* [Data excerpts]:
_____
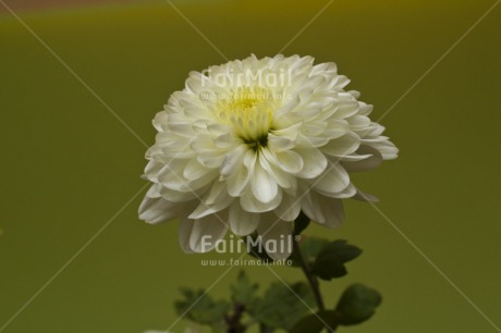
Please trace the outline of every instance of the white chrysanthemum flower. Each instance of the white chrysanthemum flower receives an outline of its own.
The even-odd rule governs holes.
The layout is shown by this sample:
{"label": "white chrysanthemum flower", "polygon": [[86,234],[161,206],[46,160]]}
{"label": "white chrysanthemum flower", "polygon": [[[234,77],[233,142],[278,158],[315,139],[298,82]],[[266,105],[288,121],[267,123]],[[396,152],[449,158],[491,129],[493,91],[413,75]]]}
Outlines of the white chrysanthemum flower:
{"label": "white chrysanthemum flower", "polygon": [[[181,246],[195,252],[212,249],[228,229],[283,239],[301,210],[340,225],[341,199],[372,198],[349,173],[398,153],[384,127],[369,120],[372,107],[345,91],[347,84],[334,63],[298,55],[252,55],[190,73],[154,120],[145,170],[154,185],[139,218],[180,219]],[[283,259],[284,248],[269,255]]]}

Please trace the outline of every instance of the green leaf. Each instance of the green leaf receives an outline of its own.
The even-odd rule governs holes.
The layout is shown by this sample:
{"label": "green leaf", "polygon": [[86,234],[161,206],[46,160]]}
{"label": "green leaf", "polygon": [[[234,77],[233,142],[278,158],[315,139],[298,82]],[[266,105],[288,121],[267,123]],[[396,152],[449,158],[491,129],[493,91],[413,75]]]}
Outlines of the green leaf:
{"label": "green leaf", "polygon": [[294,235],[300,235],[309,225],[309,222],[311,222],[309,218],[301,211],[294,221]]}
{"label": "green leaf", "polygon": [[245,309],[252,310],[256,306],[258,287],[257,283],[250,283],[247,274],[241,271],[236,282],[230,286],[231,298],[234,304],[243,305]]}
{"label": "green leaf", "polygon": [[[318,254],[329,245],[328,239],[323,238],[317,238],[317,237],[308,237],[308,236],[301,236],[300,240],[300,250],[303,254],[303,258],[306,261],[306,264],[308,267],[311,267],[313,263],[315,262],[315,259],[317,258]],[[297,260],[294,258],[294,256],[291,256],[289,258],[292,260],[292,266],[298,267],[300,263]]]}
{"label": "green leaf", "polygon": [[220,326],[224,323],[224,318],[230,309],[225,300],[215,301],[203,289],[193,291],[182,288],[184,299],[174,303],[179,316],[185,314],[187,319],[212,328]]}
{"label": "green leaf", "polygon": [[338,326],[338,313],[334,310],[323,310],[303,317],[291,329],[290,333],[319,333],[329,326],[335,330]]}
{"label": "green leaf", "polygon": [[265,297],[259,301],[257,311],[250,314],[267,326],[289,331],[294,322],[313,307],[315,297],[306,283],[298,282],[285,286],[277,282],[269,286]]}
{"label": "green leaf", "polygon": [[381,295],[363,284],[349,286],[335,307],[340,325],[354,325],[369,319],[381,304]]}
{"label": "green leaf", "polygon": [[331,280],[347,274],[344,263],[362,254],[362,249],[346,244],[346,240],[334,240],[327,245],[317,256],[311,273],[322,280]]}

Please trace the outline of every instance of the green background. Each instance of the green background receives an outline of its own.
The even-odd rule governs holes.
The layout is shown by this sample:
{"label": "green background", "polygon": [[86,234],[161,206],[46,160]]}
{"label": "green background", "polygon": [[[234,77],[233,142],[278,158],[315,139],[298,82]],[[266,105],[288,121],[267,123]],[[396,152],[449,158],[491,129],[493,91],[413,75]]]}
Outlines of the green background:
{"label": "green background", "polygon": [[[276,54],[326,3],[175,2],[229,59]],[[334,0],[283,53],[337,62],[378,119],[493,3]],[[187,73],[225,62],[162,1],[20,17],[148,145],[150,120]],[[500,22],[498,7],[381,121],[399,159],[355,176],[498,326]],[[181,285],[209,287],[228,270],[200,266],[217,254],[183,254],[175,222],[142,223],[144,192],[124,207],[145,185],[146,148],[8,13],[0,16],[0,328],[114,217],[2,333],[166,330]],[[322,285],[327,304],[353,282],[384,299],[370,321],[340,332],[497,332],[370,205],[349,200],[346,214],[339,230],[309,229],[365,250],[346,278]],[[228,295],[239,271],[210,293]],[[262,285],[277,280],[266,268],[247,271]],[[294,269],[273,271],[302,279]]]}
_____
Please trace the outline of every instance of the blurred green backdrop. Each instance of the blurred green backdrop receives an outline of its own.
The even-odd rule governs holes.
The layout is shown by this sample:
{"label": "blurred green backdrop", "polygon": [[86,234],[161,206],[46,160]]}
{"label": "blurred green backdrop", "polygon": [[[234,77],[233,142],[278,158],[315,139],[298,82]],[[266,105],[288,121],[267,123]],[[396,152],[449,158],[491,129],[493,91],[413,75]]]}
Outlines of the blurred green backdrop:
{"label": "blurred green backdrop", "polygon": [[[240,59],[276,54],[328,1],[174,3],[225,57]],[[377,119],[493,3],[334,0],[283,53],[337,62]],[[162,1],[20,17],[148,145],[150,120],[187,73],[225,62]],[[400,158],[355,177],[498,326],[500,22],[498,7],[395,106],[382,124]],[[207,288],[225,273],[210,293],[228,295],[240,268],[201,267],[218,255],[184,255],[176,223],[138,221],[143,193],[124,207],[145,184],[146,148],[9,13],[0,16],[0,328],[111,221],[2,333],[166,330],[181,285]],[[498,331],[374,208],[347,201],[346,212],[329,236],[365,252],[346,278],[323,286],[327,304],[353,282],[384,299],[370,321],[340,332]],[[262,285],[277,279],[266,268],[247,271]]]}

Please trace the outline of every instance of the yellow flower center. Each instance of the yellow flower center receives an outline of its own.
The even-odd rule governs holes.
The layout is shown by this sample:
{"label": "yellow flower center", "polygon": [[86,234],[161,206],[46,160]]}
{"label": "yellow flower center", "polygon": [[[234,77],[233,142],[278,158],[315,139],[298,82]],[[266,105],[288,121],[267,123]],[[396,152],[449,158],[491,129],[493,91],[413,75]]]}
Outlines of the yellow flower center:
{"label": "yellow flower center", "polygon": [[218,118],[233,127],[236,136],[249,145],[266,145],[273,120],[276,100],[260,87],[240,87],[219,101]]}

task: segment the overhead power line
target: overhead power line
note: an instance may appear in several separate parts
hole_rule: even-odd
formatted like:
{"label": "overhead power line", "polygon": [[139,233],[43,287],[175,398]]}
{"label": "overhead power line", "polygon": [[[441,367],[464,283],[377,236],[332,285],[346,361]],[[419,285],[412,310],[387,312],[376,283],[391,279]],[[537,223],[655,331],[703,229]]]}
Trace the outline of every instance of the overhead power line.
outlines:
_____
* [Your objective]:
Give the part of the listing that opens with the line containing "Please trace the outline of every instance of the blurred" and closes with the line containing "Outlines of the blurred" again, switching "blurred green backdrop" to "out-of-focus green backdrop" and leaving everything else unchanged.

* [Exercise solution]:
Please trace the outline of every instance of the out-of-focus green backdrop. Each instance of the out-of-focus green backdrop receives an outline of its own.
The even-odd rule governs holes.
The layout is shown by this sample:
{"label": "out-of-focus green backdrop", "polygon": [[86,234],[161,206],[46,160]]}
{"label": "out-of-focus green backdrop", "polygon": [[[234,77],[233,142],[278,158],[315,139],[298,82]],[[266,105],[288,121],[267,123]],[[396,152],[449,158],[491,129],[493,91],[413,75]]]}
Outlines of the out-of-focus green backdrop:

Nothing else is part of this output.